With the line containing "Each instance receives one keypoint. Tag the man's arm" as the first line and the last line of the records as the final one, reproduce that range exactly.

§ **RECORD EXTRACTS**:
★ ★ ★

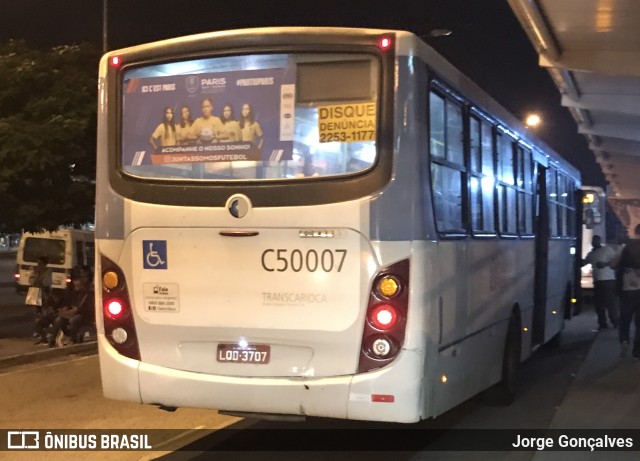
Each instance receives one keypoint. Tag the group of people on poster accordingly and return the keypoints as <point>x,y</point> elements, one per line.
<point>208,128</point>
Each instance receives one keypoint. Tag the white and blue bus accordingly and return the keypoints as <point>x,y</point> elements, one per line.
<point>320,222</point>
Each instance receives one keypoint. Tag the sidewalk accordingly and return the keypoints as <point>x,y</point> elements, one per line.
<point>605,395</point>
<point>20,351</point>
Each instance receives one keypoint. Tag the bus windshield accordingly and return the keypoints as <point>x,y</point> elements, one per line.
<point>251,117</point>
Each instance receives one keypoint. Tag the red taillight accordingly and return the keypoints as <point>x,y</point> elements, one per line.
<point>119,325</point>
<point>114,308</point>
<point>384,317</point>
<point>384,330</point>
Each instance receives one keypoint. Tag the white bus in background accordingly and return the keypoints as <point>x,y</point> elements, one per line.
<point>65,249</point>
<point>594,209</point>
<point>386,243</point>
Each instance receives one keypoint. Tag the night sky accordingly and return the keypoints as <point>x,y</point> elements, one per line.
<point>487,42</point>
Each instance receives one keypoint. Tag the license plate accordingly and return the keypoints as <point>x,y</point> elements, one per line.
<point>252,353</point>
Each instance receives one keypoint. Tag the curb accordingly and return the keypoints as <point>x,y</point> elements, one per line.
<point>87,348</point>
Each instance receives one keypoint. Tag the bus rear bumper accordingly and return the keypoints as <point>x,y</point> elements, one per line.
<point>389,394</point>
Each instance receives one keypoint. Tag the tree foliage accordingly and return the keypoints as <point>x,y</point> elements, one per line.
<point>47,136</point>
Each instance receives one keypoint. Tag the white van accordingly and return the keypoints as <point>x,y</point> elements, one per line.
<point>65,248</point>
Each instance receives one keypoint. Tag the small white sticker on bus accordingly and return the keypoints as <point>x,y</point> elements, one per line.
<point>161,297</point>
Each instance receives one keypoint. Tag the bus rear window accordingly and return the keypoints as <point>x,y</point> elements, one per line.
<point>251,117</point>
<point>35,248</point>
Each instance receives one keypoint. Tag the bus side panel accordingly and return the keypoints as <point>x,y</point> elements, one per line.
<point>481,283</point>
<point>560,277</point>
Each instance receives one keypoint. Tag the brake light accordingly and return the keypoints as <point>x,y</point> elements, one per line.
<point>384,317</point>
<point>119,324</point>
<point>115,308</point>
<point>384,43</point>
<point>384,330</point>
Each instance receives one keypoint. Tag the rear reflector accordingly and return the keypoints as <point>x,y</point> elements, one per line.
<point>385,398</point>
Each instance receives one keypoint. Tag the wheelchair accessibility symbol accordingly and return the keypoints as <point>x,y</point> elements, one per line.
<point>154,254</point>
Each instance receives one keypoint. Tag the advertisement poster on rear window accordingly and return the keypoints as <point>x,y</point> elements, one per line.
<point>208,117</point>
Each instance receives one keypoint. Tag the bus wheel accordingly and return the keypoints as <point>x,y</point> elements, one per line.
<point>505,390</point>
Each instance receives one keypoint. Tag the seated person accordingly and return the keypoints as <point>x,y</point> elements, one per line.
<point>77,309</point>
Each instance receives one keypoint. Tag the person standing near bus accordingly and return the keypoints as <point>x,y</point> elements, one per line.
<point>165,133</point>
<point>629,262</point>
<point>208,127</point>
<point>604,282</point>
<point>41,278</point>
<point>251,130</point>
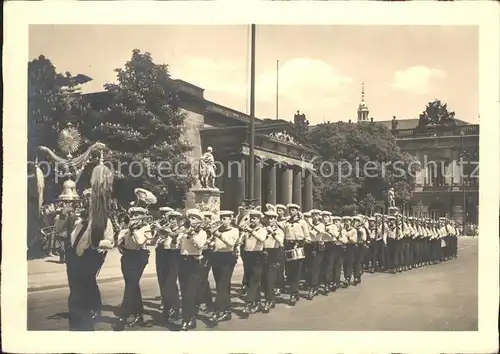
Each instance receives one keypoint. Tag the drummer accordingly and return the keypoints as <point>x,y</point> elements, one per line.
<point>296,234</point>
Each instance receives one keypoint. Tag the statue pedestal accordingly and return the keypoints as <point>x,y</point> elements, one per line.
<point>206,199</point>
<point>393,211</point>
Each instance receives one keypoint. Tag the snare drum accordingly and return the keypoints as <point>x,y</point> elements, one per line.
<point>295,254</point>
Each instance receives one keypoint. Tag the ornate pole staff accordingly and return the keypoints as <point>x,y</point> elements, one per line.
<point>101,181</point>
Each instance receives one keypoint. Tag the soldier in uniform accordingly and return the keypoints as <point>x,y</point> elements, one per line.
<point>83,263</point>
<point>330,236</point>
<point>160,251</point>
<point>296,235</point>
<point>272,248</point>
<point>316,251</point>
<point>135,255</point>
<point>169,234</point>
<point>359,248</point>
<point>281,220</point>
<point>204,294</point>
<point>349,234</point>
<point>192,241</point>
<point>255,235</point>
<point>223,260</point>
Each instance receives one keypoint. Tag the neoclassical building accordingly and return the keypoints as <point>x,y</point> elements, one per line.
<point>283,167</point>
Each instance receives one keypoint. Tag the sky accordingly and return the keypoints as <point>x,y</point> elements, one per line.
<point>321,68</point>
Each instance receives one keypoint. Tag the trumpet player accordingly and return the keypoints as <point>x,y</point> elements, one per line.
<point>317,251</point>
<point>331,234</point>
<point>192,241</point>
<point>280,222</point>
<point>296,234</point>
<point>273,245</point>
<point>223,261</point>
<point>254,237</point>
<point>135,256</point>
<point>168,235</point>
<point>204,293</point>
<point>160,250</point>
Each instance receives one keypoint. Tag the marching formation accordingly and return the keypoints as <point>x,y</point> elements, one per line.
<point>282,250</point>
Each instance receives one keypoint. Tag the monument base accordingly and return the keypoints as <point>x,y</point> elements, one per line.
<point>393,211</point>
<point>206,199</point>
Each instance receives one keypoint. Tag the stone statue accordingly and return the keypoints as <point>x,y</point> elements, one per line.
<point>390,198</point>
<point>207,170</point>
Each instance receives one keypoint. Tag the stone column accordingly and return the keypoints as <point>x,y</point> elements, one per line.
<point>271,186</point>
<point>287,180</point>
<point>258,183</point>
<point>240,176</point>
<point>297,186</point>
<point>308,191</point>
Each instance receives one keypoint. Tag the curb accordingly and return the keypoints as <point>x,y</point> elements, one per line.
<point>34,289</point>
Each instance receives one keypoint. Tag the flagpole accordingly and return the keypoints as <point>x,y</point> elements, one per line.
<point>277,87</point>
<point>251,167</point>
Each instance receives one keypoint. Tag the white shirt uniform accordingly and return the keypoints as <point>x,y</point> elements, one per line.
<point>226,241</point>
<point>275,237</point>
<point>193,245</point>
<point>351,235</point>
<point>297,230</point>
<point>254,240</point>
<point>317,232</point>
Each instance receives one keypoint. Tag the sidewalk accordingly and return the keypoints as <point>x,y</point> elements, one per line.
<point>48,273</point>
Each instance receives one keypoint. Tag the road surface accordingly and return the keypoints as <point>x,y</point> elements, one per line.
<point>438,297</point>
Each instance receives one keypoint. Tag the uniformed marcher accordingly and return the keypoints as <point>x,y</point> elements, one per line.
<point>316,251</point>
<point>83,263</point>
<point>135,255</point>
<point>192,241</point>
<point>223,260</point>
<point>255,235</point>
<point>296,235</point>
<point>281,220</point>
<point>159,251</point>
<point>273,245</point>
<point>359,248</point>
<point>204,294</point>
<point>331,235</point>
<point>349,234</point>
<point>171,257</point>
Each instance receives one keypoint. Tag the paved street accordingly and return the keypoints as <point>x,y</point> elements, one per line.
<point>439,297</point>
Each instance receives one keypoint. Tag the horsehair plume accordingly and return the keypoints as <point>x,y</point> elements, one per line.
<point>101,183</point>
<point>40,185</point>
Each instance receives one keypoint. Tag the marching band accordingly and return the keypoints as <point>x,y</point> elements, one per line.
<point>282,249</point>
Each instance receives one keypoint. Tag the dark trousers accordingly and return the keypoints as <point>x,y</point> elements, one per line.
<point>160,269</point>
<point>327,266</point>
<point>254,264</point>
<point>133,263</point>
<point>204,293</point>
<point>84,295</point>
<point>317,256</point>
<point>189,280</point>
<point>170,293</point>
<point>377,253</point>
<point>293,269</point>
<point>395,252</point>
<point>359,251</point>
<point>280,280</point>
<point>222,267</point>
<point>349,252</point>
<point>338,260</point>
<point>270,269</point>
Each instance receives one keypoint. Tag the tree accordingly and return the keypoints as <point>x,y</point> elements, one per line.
<point>436,113</point>
<point>300,124</point>
<point>143,127</point>
<point>359,163</point>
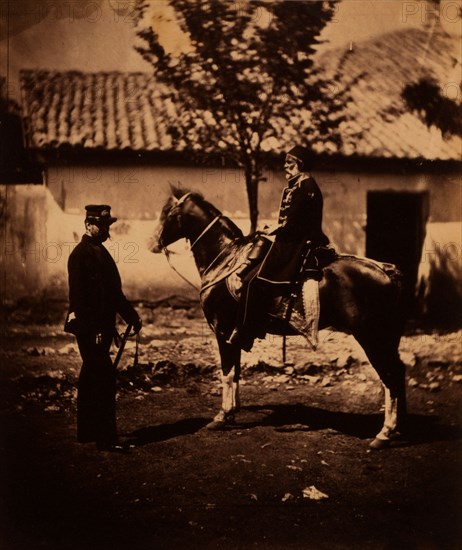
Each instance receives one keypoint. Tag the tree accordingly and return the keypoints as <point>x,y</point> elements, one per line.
<point>245,84</point>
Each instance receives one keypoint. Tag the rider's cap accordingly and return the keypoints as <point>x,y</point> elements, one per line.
<point>99,213</point>
<point>302,154</point>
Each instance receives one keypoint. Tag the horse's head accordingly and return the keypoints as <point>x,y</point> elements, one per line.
<point>171,222</point>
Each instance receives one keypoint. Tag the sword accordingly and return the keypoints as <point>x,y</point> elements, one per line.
<point>122,345</point>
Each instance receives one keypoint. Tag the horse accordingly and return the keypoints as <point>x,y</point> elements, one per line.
<point>357,295</point>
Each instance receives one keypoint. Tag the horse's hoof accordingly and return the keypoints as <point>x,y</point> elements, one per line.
<point>379,444</point>
<point>216,425</point>
<point>395,440</point>
<point>221,421</point>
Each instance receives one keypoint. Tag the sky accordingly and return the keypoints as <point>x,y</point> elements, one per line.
<point>98,35</point>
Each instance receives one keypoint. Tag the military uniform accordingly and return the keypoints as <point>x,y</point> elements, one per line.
<point>300,221</point>
<point>95,297</point>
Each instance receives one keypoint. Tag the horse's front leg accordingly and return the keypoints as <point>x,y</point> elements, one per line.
<point>230,355</point>
<point>395,406</point>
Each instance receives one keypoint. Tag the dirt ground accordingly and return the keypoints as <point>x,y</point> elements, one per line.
<point>294,473</point>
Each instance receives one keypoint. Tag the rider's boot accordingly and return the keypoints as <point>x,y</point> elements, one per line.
<point>246,268</point>
<point>234,336</point>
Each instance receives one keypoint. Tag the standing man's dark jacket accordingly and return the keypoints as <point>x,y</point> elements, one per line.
<point>95,297</point>
<point>95,290</point>
<point>300,220</point>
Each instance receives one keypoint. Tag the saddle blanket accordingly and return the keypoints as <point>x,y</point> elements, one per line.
<point>304,315</point>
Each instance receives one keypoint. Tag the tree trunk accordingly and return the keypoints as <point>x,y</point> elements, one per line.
<point>251,182</point>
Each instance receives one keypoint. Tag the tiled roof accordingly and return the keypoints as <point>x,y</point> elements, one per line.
<point>115,111</point>
<point>375,73</point>
<point>111,111</point>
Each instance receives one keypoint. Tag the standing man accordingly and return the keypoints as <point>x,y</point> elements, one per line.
<point>95,297</point>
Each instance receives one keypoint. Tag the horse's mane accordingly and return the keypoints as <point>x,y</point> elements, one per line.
<point>179,191</point>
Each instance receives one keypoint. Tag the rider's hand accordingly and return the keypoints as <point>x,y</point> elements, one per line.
<point>137,324</point>
<point>270,230</point>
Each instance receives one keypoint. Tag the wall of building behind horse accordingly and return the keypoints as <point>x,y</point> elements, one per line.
<point>47,221</point>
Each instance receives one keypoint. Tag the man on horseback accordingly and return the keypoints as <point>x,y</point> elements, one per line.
<point>291,257</point>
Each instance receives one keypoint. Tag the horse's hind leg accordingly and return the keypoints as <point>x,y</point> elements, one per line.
<point>230,355</point>
<point>384,357</point>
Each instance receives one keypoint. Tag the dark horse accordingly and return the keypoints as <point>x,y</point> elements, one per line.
<point>357,295</point>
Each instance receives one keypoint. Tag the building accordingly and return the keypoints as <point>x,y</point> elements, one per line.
<point>104,137</point>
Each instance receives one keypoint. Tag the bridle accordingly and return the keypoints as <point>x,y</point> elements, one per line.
<point>174,211</point>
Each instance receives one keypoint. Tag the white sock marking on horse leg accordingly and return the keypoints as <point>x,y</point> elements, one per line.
<point>228,400</point>
<point>391,416</point>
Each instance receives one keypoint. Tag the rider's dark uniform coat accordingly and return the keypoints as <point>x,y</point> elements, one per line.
<point>95,297</point>
<point>300,220</point>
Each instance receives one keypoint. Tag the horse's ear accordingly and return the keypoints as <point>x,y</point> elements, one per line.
<point>176,190</point>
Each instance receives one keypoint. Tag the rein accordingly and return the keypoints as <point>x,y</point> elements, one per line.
<point>167,255</point>
<point>205,231</point>
<point>167,252</point>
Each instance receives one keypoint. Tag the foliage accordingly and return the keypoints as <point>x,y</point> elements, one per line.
<point>244,83</point>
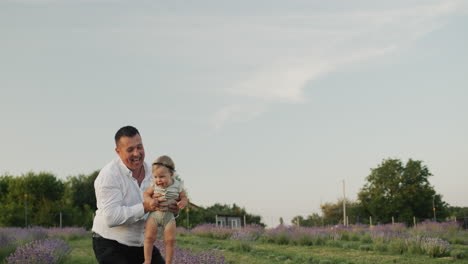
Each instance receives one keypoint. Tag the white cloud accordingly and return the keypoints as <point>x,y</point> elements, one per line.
<point>299,50</point>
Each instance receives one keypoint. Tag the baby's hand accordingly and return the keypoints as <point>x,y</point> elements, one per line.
<point>182,204</point>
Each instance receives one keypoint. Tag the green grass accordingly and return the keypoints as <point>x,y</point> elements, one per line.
<point>268,253</point>
<point>82,252</point>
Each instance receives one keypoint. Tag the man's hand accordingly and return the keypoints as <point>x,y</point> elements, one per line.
<point>173,208</point>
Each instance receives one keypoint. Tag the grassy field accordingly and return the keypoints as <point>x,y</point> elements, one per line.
<point>236,252</point>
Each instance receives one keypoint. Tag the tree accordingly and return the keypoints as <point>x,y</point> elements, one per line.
<point>401,191</point>
<point>42,192</point>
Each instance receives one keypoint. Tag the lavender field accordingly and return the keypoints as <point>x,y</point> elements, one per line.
<point>426,243</point>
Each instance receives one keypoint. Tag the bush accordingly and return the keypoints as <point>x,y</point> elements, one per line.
<point>458,254</point>
<point>435,247</point>
<point>364,248</point>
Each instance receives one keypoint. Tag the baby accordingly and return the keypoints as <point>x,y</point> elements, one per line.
<point>164,183</point>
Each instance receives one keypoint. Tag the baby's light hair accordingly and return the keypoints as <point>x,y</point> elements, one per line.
<point>164,161</point>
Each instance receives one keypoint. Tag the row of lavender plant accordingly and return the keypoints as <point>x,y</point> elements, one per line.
<point>188,256</point>
<point>47,251</point>
<point>426,238</point>
<point>36,244</point>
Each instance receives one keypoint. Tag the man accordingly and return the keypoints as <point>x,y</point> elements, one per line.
<point>118,227</point>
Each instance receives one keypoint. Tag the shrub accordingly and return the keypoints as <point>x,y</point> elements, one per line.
<point>458,254</point>
<point>364,247</point>
<point>435,247</point>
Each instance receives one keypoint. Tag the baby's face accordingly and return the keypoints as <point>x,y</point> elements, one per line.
<point>162,177</point>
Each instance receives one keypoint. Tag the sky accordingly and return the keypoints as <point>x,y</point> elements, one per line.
<point>270,105</point>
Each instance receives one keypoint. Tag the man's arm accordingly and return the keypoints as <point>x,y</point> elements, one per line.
<point>183,200</point>
<point>110,199</point>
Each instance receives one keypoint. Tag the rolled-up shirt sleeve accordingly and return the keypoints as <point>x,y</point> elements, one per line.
<point>114,209</point>
<point>119,199</point>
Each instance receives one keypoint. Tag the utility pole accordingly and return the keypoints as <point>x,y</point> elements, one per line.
<point>344,206</point>
<point>25,210</point>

★ ★ ★

§ **WRITTEN SOLUTION**:
Each instance receives one keypoint. Tag the man's arm accordingly and return the keypoints as <point>x,y</point> elements, one per line.
<point>183,200</point>
<point>110,199</point>
Each instance receives one keypoint. Tag the rolled-up shirt sleeve accordingly and return the keypoints as <point>x,y</point> elements, one per line.
<point>114,209</point>
<point>119,199</point>
Each instance receives one keypoint. Tag the utility pole accordingly and return the keypoints as <point>x,y</point> elements, one per line.
<point>344,206</point>
<point>25,210</point>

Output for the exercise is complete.